━━━━━ INPUT DATA ━━━━━

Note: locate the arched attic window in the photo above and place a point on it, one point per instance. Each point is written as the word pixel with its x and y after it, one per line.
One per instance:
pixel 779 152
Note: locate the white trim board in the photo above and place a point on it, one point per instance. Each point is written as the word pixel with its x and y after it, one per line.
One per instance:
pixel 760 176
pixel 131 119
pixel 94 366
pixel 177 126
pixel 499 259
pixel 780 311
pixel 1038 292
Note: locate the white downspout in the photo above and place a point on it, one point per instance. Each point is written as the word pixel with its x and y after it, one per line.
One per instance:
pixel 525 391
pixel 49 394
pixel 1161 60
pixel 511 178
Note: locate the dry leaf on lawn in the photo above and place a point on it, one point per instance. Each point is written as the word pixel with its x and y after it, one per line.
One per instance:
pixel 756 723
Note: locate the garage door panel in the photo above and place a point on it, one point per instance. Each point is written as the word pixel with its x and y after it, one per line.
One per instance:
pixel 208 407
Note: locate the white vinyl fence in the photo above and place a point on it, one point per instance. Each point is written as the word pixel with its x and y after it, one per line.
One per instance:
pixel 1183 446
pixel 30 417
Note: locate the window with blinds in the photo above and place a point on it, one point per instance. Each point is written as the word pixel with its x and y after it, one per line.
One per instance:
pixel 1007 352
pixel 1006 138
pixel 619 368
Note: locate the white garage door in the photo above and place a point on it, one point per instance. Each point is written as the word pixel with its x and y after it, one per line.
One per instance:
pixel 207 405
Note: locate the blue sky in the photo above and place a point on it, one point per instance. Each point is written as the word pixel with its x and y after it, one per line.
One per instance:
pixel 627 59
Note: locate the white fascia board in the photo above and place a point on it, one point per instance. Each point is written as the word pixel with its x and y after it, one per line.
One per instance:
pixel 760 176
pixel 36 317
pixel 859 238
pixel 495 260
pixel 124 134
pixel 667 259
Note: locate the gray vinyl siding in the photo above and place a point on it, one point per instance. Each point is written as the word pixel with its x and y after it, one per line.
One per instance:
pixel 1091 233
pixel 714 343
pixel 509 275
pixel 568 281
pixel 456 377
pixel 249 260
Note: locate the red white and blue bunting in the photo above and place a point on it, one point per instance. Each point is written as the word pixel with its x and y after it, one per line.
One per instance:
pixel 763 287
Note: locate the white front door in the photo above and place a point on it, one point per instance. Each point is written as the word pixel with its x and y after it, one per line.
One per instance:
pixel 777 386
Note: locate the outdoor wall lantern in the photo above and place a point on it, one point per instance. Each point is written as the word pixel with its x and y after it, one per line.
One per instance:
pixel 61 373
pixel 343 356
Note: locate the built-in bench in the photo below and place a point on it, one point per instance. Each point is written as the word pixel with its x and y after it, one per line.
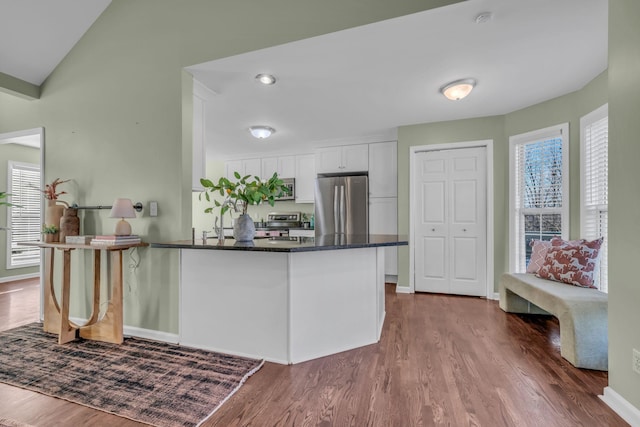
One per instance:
pixel 582 313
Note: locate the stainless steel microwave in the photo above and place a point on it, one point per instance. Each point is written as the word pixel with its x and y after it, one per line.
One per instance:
pixel 290 183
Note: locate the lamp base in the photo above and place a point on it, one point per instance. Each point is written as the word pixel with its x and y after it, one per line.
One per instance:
pixel 123 228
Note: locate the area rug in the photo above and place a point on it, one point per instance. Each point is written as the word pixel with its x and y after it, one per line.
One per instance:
pixel 151 382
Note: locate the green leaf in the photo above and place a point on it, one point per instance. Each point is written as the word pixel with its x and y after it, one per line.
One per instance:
pixel 206 182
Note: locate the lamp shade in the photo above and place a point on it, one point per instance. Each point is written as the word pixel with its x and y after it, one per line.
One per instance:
pixel 122 208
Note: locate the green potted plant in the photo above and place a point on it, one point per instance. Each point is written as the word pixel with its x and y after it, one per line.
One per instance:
pixel 49 232
pixel 239 194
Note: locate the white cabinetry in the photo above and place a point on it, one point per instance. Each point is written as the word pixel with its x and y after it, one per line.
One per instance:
pixel 305 178
pixel 383 169
pixel 342 159
pixel 285 166
pixel 243 167
pixel 383 219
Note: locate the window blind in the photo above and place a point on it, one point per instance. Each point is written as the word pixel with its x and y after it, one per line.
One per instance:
pixel 538 180
pixel 24 219
pixel 595 186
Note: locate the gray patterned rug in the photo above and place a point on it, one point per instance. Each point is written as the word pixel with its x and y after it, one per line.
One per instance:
pixel 151 382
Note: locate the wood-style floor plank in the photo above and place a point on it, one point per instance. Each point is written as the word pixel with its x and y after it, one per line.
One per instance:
pixel 442 361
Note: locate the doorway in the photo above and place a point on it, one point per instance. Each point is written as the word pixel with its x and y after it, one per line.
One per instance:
pixel 21 172
pixel 451 215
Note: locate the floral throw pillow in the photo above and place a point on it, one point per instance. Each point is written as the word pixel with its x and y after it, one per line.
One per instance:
pixel 538 254
pixel 572 264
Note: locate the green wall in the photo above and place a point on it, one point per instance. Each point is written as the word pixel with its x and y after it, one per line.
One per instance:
pixel 568 108
pixel 624 196
pixel 17 153
pixel 117 114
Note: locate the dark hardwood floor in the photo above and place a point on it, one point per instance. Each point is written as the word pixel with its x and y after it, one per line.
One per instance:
pixel 442 361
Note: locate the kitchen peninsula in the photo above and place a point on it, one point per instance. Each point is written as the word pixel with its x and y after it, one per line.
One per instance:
pixel 284 300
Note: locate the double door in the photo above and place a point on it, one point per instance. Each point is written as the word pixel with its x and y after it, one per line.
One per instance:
pixel 450 228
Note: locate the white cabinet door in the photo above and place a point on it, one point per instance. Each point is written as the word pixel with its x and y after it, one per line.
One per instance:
pixel 269 166
pixel 383 219
pixel 383 169
pixel 355 158
pixel 233 166
pixel 346 158
pixel 328 160
pixel 286 167
pixel 305 178
pixel 252 167
pixel 199 160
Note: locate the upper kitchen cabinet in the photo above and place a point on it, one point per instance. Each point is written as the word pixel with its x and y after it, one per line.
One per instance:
pixel 305 178
pixel 383 169
pixel 285 166
pixel 342 159
pixel 243 167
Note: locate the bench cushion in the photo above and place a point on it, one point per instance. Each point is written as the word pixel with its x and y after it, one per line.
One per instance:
pixel 581 312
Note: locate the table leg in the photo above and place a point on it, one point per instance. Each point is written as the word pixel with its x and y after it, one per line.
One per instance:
pixel 109 328
pixel 95 309
pixel 67 331
pixel 51 309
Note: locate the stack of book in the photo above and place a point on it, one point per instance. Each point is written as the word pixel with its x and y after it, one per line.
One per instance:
pixel 109 240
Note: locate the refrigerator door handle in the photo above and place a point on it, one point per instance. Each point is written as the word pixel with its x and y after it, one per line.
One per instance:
pixel 343 214
pixel 336 214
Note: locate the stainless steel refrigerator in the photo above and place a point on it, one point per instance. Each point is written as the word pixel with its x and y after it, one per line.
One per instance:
pixel 342 205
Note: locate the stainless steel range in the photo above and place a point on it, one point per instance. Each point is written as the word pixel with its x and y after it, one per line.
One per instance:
pixel 279 223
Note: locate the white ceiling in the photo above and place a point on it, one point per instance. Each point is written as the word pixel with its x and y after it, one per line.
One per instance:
pixel 35 35
pixel 368 80
pixel 360 83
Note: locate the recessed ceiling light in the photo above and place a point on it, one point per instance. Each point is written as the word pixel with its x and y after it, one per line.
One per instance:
pixel 261 132
pixel 458 89
pixel 266 79
pixel 484 17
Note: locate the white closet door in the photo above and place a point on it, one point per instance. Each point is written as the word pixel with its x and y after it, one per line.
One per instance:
pixel 450 229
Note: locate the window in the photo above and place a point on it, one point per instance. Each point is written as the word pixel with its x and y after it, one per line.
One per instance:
pixel 594 164
pixel 23 221
pixel 539 183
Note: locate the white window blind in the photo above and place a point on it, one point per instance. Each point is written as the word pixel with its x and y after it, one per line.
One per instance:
pixel 539 185
pixel 23 220
pixel 595 188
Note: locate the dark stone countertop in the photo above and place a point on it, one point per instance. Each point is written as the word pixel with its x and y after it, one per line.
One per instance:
pixel 291 244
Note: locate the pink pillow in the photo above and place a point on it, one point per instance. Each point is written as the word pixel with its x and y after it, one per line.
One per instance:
pixel 539 252
pixel 571 264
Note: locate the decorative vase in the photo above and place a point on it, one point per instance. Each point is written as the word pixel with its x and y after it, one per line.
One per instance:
pixel 52 215
pixel 69 224
pixel 244 229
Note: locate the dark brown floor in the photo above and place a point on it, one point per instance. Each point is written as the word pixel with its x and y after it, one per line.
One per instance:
pixel 443 360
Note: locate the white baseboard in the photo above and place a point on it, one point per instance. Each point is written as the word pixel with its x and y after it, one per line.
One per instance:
pixel 132 331
pixel 19 277
pixel 402 289
pixel 621 406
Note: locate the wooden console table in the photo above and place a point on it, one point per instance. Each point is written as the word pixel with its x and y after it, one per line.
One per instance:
pixel 56 314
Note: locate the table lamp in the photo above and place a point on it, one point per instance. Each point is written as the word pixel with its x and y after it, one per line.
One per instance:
pixel 122 208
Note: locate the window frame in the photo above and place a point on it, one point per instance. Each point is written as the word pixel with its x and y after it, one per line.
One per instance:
pixel 11 166
pixel 585 121
pixel 557 131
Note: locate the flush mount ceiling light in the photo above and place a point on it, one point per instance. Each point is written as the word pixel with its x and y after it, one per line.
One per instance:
pixel 266 79
pixel 261 132
pixel 458 89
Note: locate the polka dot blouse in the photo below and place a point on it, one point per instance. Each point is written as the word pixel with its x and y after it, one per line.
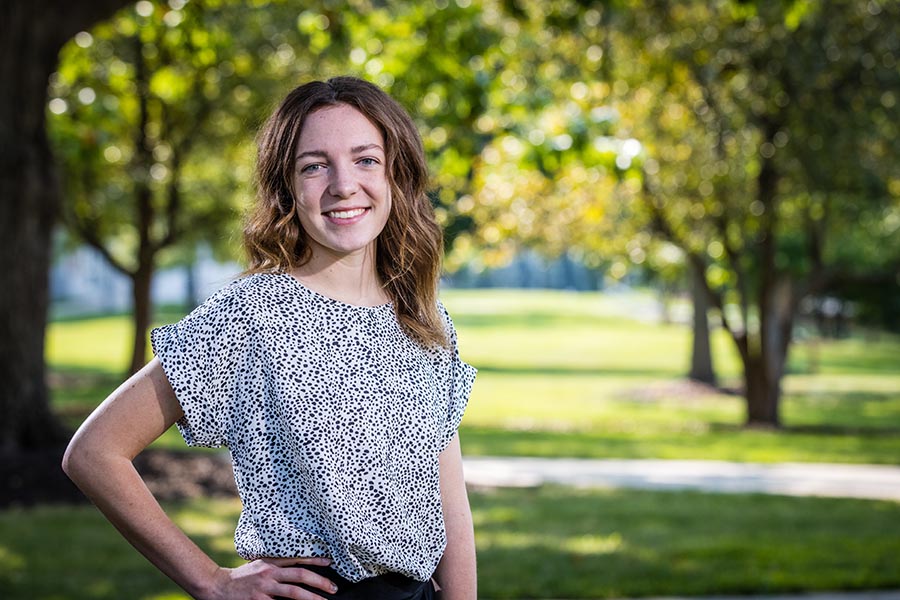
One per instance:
pixel 333 416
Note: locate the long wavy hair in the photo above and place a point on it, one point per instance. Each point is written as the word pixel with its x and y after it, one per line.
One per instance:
pixel 409 248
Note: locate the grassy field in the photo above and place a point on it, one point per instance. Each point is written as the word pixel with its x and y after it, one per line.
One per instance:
pixel 564 374
pixel 560 375
pixel 549 542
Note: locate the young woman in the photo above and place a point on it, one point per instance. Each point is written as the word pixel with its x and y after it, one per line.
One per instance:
pixel 329 370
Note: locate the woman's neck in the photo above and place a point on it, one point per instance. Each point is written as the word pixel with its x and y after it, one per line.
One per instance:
pixel 352 279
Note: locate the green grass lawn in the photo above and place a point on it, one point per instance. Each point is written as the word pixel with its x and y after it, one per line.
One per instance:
pixel 560 375
pixel 548 542
pixel 576 374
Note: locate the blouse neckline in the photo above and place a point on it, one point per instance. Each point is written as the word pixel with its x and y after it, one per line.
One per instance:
pixel 330 300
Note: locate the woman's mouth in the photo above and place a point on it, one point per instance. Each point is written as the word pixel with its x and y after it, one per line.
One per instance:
pixel 345 215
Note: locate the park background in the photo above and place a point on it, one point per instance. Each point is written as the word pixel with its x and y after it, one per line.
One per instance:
pixel 711 187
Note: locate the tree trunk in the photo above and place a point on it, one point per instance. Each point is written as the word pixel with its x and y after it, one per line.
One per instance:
pixel 762 397
pixel 29 203
pixel 143 309
pixel 701 352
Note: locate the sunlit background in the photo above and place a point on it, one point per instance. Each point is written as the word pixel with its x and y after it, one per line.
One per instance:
pixel 672 232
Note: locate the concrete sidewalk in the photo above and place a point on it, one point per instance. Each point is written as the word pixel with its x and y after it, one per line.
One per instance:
pixel 879 482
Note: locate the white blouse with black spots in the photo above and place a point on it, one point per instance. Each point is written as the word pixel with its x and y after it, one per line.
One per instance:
pixel 333 416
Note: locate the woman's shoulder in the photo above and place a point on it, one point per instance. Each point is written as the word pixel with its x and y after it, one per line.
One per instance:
pixel 246 294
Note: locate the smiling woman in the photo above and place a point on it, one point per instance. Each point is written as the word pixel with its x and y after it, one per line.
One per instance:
pixel 329 370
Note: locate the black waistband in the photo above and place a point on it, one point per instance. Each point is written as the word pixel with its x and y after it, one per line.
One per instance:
pixel 389 586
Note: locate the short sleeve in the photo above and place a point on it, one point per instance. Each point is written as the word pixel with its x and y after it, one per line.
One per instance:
pixel 205 357
pixel 460 379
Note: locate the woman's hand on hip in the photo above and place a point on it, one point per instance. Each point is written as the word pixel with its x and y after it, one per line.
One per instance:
pixel 268 578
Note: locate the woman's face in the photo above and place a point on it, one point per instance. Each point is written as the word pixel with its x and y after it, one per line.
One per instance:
pixel 340 182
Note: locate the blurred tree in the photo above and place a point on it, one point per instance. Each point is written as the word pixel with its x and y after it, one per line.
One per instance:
pixel 31 34
pixel 150 120
pixel 771 135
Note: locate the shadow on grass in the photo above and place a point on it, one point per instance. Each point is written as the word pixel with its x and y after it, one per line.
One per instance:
pixel 547 542
pixel 821 430
pixel 537 320
pixel 558 543
pixel 559 371
pixel 728 442
pixel 74 553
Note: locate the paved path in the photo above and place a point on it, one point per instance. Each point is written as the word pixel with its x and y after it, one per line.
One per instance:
pixel 881 482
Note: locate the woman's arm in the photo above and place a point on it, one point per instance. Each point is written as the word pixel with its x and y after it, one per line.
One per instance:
pixel 98 460
pixel 456 573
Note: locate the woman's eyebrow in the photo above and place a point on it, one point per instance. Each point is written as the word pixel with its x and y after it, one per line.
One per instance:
pixel 353 150
pixel 364 147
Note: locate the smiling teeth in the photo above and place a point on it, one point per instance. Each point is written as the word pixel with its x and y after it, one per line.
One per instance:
pixel 346 214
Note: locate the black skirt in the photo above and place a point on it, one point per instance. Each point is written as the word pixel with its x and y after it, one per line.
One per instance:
pixel 389 586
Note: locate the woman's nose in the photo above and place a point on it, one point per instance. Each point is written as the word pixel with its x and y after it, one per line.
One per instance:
pixel 343 183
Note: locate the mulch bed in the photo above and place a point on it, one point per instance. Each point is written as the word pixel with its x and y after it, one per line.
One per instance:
pixel 35 477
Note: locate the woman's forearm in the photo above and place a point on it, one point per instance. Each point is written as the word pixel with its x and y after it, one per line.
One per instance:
pixel 99 461
pixel 117 490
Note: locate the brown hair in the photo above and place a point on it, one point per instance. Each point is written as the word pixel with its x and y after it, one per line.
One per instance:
pixel 410 247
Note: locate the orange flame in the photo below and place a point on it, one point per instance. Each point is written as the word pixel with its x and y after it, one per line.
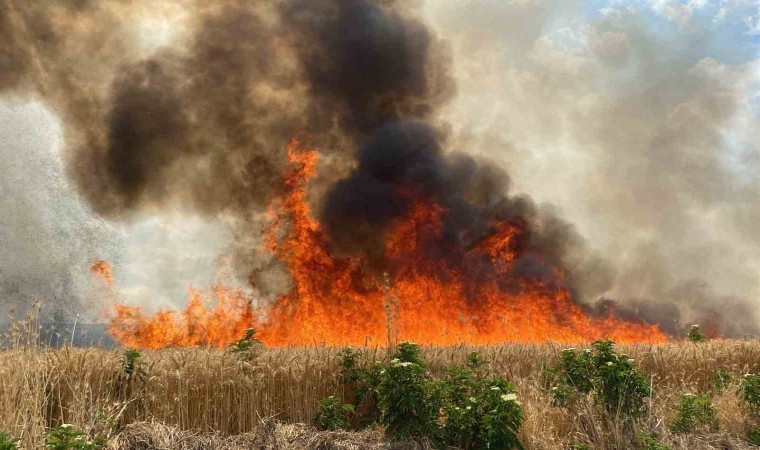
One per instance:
pixel 342 301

━━━━━

Extract every line containing the string "lawn" from the material.

__TASK RESULT__
Note: locate the dry leaf on lawn in the photo above and place a point on it, one point per instance. Each point is written as the word pixel with its x and y after it, one per line.
Note: locate the green grass lawn in the photo above and place a point on it, one point per instance. Each point is written as the word pixel with its x and y after it, one per line.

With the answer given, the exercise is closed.